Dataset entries
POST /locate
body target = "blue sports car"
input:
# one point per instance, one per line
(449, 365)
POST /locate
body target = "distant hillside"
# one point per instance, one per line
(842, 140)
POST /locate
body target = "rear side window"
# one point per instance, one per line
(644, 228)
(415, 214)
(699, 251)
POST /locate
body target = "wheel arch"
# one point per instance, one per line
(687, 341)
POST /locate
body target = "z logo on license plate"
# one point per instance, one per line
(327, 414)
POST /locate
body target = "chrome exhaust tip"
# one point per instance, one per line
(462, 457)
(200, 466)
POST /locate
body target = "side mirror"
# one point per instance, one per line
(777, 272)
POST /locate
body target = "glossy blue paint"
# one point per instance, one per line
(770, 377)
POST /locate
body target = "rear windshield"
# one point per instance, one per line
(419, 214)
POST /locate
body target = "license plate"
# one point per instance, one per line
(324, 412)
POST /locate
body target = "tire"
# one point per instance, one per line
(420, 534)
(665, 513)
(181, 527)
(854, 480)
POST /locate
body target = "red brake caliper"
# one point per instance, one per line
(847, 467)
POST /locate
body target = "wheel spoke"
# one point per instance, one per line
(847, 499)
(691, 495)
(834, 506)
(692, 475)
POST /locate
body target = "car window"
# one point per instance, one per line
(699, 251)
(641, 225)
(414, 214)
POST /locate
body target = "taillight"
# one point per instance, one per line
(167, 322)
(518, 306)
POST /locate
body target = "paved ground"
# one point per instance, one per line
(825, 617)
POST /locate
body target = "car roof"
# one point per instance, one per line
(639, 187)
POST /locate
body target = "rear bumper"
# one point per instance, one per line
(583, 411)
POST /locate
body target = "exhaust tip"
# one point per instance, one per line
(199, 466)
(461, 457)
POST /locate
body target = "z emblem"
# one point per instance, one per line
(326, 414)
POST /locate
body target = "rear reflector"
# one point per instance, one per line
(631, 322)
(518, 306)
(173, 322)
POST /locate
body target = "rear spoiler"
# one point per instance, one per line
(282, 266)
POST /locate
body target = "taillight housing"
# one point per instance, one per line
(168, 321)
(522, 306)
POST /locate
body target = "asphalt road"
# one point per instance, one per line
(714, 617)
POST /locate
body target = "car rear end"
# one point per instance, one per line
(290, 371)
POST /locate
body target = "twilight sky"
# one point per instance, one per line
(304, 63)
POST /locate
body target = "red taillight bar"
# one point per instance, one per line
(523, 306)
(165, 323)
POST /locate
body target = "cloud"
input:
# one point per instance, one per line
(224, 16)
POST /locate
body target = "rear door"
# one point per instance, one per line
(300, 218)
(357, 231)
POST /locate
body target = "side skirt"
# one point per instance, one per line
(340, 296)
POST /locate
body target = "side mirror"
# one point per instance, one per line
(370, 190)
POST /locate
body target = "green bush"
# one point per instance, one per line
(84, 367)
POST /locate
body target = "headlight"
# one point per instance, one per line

_Try it:_
Could you print all of the data above once more, unaltered?

_Solution to the problem:_
POST /locate
body target = "blue sports car"
input:
# one point per instance, one per line
(449, 365)
POST /locate
body target = "distant hillside"
# one point per instance, one per line
(842, 140)
POST /locate
body target = "rear side window"
# one point per instance, one per line
(644, 228)
(415, 214)
(699, 251)
POST /locate
body target = "wheel arch"
# one point per instance, one per line
(687, 341)
POST /locate
body target = "z logo on license plate"
# one point per instance, one per line
(327, 414)
POST /locate
body target = "chrome exhaust tip"
# one point per instance, one per line
(462, 457)
(200, 466)
POST /locate
body target = "side mirror"
# one point per instance, one per line
(777, 272)
POST /locate
body target = "glossy blue paint"
# one point per instance, one per line
(770, 377)
POST /locate
body target = "rear windshield"
# one point per instance, one per line
(419, 214)
POST /locate
body target = "license plate"
# one point per instance, one per line
(324, 412)
POST /locate
body target = "tire"
# one point per instance, one per line
(420, 534)
(665, 513)
(181, 527)
(854, 480)
POST /locate
body target = "red brake caliper"
# one point per instance, one per line
(847, 467)
POST /locate
body target = "wheel spoke"
# one point per instance, one per line
(847, 499)
(691, 495)
(834, 506)
(692, 475)
POST /locate
body target = "car window"
# one point per instance, one per line
(699, 251)
(641, 225)
(414, 214)
POST /locate
body target = "taillight"
# one point per instance, one per line
(167, 322)
(518, 306)
POST /locate
body target = "paved ground"
# one point per instance, one per line
(825, 617)
POST /locate
body target = "car roof"
# one point per instance, one per line
(639, 187)
POST /locate
body target = "rear bumper"
# one point per instance, one per line
(583, 411)
POST /locate
body target = "exhaust tip"
# one point per instance, one per line
(199, 466)
(461, 457)
POST /locate
body target = "z emblem"
# one point per instance, one per line
(326, 414)
POST /locate
body target = "rear reflector"
# one point per instance, one per line
(631, 322)
(518, 306)
(173, 322)
POST /locate
body target = "rear spoiler"
# one point per instance, one per line
(282, 266)
POST /locate
body target = "taillight housing"
# one point per instance, one per line
(168, 321)
(522, 306)
POST /locate
body target = "asphalt road"
# one point per instance, one per line
(714, 617)
POST /locate
body target = "car rear end"
# one point per instance, one per line
(290, 371)
POST /locate
body target = "twilight sky"
# one point per instance, one per line
(304, 63)
POST /locate
body target = "red taillight bar"
# one point per instance, one per line
(523, 306)
(165, 323)
POST /locate
body target = "cloud"
input:
# one point per instance, one per line
(224, 16)
POST /locate
body target = "rear door"
# one point per instance, one per line
(300, 218)
(357, 231)
POST /locate
body target = "side skirt"
# one point per instance, one per line
(340, 296)
POST /locate
body target = "side mirror"
# one point per instance, one per line
(370, 190)
POST /locate
body target = "green bush"
# one point per instance, one per line
(84, 367)
POST /locate
body target = "headlight"
# one point per instance, one per line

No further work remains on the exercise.